▸ **Input**
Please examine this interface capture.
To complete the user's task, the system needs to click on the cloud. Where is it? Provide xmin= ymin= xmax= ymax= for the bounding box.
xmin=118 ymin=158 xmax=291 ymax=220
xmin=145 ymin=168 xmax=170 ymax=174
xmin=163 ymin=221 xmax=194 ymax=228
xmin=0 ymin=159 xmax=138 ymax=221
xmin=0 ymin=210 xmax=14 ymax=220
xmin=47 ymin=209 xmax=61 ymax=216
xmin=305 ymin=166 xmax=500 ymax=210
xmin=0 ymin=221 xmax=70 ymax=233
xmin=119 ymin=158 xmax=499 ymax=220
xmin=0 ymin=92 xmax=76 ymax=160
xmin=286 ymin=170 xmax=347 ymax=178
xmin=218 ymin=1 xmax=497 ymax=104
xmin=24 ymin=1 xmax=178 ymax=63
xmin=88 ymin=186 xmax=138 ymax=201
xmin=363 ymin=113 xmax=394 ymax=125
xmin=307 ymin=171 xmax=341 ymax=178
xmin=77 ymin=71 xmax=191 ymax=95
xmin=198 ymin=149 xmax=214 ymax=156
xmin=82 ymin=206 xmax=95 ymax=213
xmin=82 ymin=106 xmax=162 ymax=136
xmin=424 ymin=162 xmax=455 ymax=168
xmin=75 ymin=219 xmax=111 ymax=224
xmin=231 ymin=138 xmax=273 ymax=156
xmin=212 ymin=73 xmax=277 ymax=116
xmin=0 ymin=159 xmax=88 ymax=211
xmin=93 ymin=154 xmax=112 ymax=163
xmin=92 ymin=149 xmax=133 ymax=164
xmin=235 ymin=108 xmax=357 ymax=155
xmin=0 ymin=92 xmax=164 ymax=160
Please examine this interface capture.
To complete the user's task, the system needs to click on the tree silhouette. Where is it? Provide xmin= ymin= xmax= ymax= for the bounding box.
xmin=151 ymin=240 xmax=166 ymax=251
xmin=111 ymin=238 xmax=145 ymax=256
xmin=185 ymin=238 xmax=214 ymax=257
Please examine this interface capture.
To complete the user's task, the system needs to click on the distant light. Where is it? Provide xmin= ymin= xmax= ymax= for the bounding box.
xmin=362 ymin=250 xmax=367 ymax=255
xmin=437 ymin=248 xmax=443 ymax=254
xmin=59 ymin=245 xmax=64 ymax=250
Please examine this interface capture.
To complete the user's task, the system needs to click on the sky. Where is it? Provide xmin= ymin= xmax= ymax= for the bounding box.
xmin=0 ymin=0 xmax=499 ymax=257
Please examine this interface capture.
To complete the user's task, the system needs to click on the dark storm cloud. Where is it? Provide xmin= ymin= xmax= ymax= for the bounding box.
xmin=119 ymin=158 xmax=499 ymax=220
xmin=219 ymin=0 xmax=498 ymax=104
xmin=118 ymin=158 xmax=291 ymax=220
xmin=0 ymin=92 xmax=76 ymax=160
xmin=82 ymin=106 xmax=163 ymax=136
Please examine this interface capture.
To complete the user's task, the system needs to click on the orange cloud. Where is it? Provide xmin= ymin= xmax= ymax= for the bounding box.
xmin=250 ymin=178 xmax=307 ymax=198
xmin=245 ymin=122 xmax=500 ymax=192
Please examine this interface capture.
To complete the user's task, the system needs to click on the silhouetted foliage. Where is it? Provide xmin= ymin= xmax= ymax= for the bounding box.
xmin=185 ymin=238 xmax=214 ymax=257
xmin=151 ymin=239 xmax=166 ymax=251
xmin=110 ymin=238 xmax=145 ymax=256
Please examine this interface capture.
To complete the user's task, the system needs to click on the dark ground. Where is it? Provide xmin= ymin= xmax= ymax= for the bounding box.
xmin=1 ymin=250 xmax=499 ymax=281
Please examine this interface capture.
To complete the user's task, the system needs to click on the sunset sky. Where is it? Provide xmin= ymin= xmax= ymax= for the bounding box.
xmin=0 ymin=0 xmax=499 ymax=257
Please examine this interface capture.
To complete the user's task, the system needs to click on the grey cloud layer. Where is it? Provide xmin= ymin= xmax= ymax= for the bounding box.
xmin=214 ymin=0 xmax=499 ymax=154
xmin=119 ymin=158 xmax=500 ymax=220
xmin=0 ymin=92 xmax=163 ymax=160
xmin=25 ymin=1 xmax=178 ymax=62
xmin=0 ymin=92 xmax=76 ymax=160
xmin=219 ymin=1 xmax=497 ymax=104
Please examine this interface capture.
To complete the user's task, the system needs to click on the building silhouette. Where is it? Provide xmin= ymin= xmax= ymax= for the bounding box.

▸ **Task to carry out**
In your reply, restate every entry exactly.

▸ **Solution for this task**
Please examine this interface capture.
To complete the user's task, the system needs to click on the cloud. Where is it? Provide xmin= ymin= xmax= ymax= for the bounding box.
xmin=118 ymin=158 xmax=291 ymax=220
xmin=145 ymin=168 xmax=170 ymax=174
xmin=163 ymin=221 xmax=194 ymax=228
xmin=0 ymin=159 xmax=138 ymax=221
xmin=0 ymin=210 xmax=14 ymax=220
xmin=47 ymin=209 xmax=61 ymax=216
xmin=305 ymin=166 xmax=500 ymax=210
xmin=0 ymin=221 xmax=70 ymax=233
xmin=119 ymin=158 xmax=499 ymax=220
xmin=0 ymin=92 xmax=76 ymax=160
xmin=286 ymin=170 xmax=347 ymax=178
xmin=218 ymin=1 xmax=497 ymax=104
xmin=24 ymin=1 xmax=178 ymax=63
xmin=88 ymin=186 xmax=138 ymax=201
xmin=363 ymin=113 xmax=394 ymax=125
xmin=307 ymin=171 xmax=341 ymax=178
xmin=77 ymin=71 xmax=191 ymax=95
xmin=198 ymin=149 xmax=214 ymax=156
xmin=82 ymin=206 xmax=95 ymax=213
xmin=82 ymin=106 xmax=162 ymax=136
xmin=424 ymin=162 xmax=455 ymax=168
xmin=75 ymin=219 xmax=111 ymax=224
xmin=231 ymin=138 xmax=273 ymax=156
xmin=212 ymin=73 xmax=277 ymax=116
xmin=0 ymin=159 xmax=88 ymax=211
xmin=93 ymin=154 xmax=112 ymax=163
xmin=92 ymin=149 xmax=133 ymax=164
xmin=235 ymin=108 xmax=357 ymax=155
xmin=0 ymin=92 xmax=164 ymax=160
Please examine this interface capture.
To complete the user's task, the system needs to click on the tree silhouette. Where is it? Provide xmin= ymin= xmax= ymax= for the bounding box.
xmin=151 ymin=240 xmax=166 ymax=251
xmin=111 ymin=238 xmax=145 ymax=256
xmin=185 ymin=238 xmax=214 ymax=257
Please examine this interface capture.
To complete the user's task, the system needs to click on the distant light. Where is it? Provide xmin= ymin= xmax= ymax= for the bounding box.
xmin=362 ymin=250 xmax=367 ymax=255
xmin=437 ymin=248 xmax=443 ymax=254
xmin=59 ymin=245 xmax=64 ymax=250
Please examine this interface capture.
To complete the user's task, the system needs to click on the sky. Where is it? Provide xmin= ymin= xmax= ymax= for the bounding box.
xmin=0 ymin=0 xmax=499 ymax=257
Please examine this interface capture.
To complete the user's task, the system needs to click on the dark storm cloud. Where is it? Provide xmin= ymin= xmax= ymax= for the bounding box.
xmin=119 ymin=158 xmax=499 ymax=220
xmin=219 ymin=0 xmax=498 ymax=104
xmin=118 ymin=158 xmax=291 ymax=220
xmin=0 ymin=92 xmax=76 ymax=160
xmin=82 ymin=106 xmax=163 ymax=136
Please examine this interface capture.
To complete the user's task, the system needs to click on the orange cloud. Where is it? Provide xmin= ymin= xmax= ymax= for the bounding box.
xmin=250 ymin=178 xmax=307 ymax=198
xmin=245 ymin=122 xmax=500 ymax=192
Please examine this interface capture.
To complete the user's task, the system needs to click on the silhouetted foliage. Where is it? Provide xmin= ymin= xmax= ymax= for the bounding box.
xmin=185 ymin=238 xmax=214 ymax=257
xmin=151 ymin=239 xmax=166 ymax=251
xmin=110 ymin=238 xmax=145 ymax=256
Please examine this interface capture.
To complete the user's task, the system needs to click on the dark ground. Where is it? Provide xmin= ymin= xmax= ymax= for the bounding box.
xmin=1 ymin=250 xmax=499 ymax=281
Please examine this interface capture.
To complete the user's task, the system needs to click on the sunset sky. Where is it? Provide xmin= ymin= xmax= ymax= for the bounding box.
xmin=0 ymin=0 xmax=499 ymax=257
Please examine this interface capture.
To complete the user's task, the system needs to click on the grey cloud layer. Where is it? Provide xmin= ymin= xmax= ymax= for the bounding box.
xmin=214 ymin=0 xmax=499 ymax=154
xmin=119 ymin=158 xmax=500 ymax=220
xmin=0 ymin=92 xmax=163 ymax=160
xmin=25 ymin=1 xmax=178 ymax=62
xmin=0 ymin=92 xmax=76 ymax=160
xmin=219 ymin=1 xmax=497 ymax=104
Please examine this interface capture.
To complete the user's task, the system needs to click on the building silhouette. Where is it? Provide xmin= ymin= xmax= ymax= for the bounding box.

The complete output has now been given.